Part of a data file
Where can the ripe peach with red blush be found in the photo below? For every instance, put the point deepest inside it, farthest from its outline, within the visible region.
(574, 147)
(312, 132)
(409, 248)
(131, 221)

EXERCISE: Express every line of the listing above as a numbered list, omitting any blank lines.

EXPECTED ANSWER:
1. Where can the ripe peach with red blush be found in the photo below? For every instance, put the point deepest inside it, farthest from its outline, within the visible region.
2. (574, 147)
3. (312, 132)
4. (409, 248)
5. (131, 221)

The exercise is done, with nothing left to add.